What is needed: Look below and pull out each line with the word "lava".

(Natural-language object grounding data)
::::::

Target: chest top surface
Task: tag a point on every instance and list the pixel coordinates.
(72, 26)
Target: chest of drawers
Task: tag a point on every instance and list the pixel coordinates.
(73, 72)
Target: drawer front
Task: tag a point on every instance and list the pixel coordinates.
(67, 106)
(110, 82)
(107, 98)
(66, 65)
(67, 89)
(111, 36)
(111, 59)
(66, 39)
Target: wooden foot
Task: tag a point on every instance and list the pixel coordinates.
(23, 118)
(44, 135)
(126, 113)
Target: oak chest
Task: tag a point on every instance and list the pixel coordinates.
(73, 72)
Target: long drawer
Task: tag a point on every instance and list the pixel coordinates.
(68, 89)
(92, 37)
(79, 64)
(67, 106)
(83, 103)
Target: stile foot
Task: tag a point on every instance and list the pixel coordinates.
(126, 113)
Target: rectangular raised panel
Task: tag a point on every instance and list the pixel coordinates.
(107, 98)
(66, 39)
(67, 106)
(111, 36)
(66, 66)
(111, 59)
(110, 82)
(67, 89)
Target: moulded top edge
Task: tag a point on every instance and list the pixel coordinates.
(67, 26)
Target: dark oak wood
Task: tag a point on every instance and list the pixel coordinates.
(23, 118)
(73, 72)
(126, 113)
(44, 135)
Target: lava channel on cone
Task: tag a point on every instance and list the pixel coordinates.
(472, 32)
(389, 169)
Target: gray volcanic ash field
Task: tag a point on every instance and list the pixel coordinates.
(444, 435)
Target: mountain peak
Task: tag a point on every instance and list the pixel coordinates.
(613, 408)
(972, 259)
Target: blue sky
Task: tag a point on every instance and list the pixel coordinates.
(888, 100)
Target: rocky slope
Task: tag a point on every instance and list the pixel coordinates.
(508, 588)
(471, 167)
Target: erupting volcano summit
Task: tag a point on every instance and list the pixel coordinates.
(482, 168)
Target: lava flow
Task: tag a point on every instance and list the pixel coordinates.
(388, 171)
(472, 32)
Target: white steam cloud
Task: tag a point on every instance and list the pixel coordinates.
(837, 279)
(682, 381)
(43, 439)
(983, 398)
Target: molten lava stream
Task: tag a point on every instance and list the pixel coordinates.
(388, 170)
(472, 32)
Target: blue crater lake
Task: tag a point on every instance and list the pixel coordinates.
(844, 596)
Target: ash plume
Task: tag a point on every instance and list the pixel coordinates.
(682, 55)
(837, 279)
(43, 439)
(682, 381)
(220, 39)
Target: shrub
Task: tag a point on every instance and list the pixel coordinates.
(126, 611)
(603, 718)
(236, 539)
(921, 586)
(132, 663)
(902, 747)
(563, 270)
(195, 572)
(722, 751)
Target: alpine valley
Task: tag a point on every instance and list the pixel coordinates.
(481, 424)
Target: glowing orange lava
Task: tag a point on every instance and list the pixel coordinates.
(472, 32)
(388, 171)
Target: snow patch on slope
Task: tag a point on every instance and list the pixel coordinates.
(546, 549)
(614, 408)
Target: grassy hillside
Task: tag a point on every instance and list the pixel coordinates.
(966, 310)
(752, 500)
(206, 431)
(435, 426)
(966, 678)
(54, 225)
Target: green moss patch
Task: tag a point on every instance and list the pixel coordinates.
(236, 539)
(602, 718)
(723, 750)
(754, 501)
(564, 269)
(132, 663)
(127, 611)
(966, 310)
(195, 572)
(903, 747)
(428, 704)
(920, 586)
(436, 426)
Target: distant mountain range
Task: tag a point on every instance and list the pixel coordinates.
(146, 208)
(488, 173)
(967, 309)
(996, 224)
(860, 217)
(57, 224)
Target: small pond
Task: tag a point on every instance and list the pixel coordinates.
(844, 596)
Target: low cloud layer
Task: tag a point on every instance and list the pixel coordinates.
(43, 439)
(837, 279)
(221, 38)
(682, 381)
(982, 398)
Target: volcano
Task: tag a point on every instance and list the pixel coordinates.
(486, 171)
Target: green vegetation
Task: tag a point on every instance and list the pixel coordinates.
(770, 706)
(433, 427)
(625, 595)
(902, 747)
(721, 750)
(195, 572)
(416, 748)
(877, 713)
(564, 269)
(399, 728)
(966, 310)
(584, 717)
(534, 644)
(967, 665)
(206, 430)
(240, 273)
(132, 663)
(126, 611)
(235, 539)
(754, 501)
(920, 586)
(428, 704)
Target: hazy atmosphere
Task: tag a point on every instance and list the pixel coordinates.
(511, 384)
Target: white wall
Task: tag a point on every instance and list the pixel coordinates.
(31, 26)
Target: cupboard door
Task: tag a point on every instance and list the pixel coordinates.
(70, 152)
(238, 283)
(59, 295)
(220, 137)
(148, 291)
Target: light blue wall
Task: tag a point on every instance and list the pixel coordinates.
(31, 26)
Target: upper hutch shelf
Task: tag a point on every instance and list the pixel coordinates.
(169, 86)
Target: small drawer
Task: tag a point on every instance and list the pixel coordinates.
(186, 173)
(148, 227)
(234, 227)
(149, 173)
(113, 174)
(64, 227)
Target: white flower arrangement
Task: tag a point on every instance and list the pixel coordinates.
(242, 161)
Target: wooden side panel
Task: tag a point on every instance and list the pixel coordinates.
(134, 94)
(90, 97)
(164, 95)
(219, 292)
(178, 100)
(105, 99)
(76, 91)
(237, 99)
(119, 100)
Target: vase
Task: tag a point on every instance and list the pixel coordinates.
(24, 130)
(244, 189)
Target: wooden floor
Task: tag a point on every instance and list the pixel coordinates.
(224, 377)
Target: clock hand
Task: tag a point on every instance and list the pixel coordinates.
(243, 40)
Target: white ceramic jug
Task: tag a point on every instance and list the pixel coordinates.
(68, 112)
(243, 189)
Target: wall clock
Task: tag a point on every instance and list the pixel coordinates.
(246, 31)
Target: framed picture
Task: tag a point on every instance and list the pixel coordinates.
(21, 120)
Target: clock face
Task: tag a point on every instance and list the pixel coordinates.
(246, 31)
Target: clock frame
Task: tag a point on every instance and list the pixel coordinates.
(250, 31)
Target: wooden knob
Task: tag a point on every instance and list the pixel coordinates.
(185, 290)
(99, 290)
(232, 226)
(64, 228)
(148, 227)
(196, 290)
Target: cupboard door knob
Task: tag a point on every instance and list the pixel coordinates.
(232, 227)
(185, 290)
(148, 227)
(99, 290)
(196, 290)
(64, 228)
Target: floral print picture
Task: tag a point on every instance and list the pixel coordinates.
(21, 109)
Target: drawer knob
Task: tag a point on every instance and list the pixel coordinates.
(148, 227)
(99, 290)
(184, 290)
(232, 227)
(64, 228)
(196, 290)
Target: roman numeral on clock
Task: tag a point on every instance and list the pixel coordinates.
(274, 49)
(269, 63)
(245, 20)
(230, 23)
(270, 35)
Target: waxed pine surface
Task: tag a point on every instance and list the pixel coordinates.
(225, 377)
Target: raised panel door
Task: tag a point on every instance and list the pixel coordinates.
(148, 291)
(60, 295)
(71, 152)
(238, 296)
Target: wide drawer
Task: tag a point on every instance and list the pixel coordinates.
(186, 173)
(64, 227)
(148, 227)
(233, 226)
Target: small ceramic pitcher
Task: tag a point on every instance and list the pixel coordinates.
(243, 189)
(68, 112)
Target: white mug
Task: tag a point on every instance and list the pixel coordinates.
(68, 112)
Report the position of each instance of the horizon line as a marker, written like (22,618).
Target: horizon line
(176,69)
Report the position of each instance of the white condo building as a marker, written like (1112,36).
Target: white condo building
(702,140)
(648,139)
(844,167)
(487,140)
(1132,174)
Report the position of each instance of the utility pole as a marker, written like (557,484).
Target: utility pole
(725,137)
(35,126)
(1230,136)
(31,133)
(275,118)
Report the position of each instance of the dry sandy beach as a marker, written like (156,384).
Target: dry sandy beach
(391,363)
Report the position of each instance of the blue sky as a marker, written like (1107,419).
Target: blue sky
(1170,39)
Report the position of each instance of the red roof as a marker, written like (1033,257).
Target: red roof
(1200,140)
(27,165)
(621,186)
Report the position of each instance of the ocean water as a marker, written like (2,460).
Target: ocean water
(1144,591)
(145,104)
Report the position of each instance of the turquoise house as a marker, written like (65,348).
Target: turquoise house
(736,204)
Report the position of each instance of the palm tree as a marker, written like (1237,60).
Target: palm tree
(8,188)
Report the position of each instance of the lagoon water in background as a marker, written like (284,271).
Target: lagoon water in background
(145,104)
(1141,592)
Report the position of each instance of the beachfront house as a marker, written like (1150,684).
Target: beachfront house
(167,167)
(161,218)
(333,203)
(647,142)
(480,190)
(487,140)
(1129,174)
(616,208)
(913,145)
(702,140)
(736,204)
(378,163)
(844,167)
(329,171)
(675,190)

::::::

Solution to the problem:
Target: lava channel on cone
Target: lava flow
Target: molten lava stream
Target: glowing orange lava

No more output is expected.